Religious & Spiritual Life
The University took a pioneering step forward when the Interfaith Chapel was built in 1970. At that time, few schools could boast a facility intended to be a religious gathering place for all people. Students regularly testify that what they value most about the University of Rochester is its diversity. The Interfaith Chapel is both a place for people to worship in their particular faith tradition and a place where the people of different faith traditions, or no religious tradition at all, may encounter one another in various ways by sharing in dialogue, worship and interfaith education. Our multi-faith community and our interfaith engagements contribute significantly to the rich diversity that is the University of Rochester experience.
The chapel is a center of hospitality, a virtue much valued in all world religious traditions. Here we welcome those who strongly identify with their religious tradition, those who are “spiritual but not religious,” and those who want no affiliation at all. It is a place where students can connect, create community, join together in fun and service, learn about the faith of others, deepen their own faith, discuss the “Big Questions,” and explore their own values and identity. The chapel is a place that hums with activity and vitality while also offering a reflective and contemplative oasis for prayer, meditation and reflection.
In addition to the large, street-level sanctuary, on two more floors we have three kitchens, a common room, a conference room, and a spacious river-level room for social gatherings, receptions, meals, and meetings. For those looking for a quiet, centering space, we have a small meditation room on the second level. The Chapel has an indoor labyrinth which is open for meditative walking on the river level several times a month.
The spacious building is equipped to meet the many different needs of individuals and groups. The Director and the various chaplains and religious community leaders are here to serve students and other members of the University community in whatever ways are most helpful as spiritual and/or religious issues, questions, concerns or joys arise in the course of daily living.

## Phrase grounding data
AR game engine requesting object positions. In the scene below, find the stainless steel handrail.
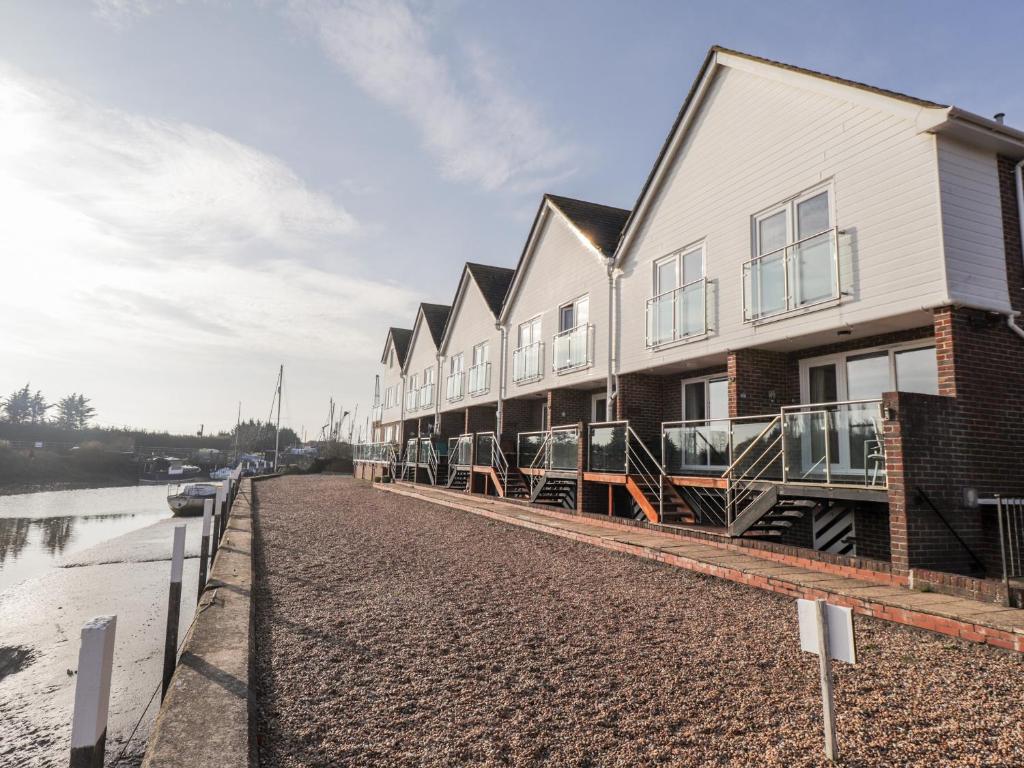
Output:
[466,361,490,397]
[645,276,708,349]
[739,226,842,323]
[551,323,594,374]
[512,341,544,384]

## Task requirements
Reproduce the passage on religious and spiritual life starting at "Religious & Spiritual" and ending at "of Rochester experience.", swapping "Interfaith Chapel" for "Interfaith Center".

## Solution
Religious & Spiritual Life
The University took a pioneering step forward when the Interfaith Center was built in 1970. At that time, few schools could boast a facility intended to be a religious gathering place for all people. Students regularly testify that what they value most about the University of Rochester is its diversity. The Interfaith Center is both a place for people to worship in their particular faith tradition and a place where the people of different faith traditions, or no religious tradition at all, may encounter one another in various ways by sharing in dialogue, worship and interfaith education. Our multi-faith community and our interfaith engagements contribute significantly to the rich diversity that is the University of Rochester experience.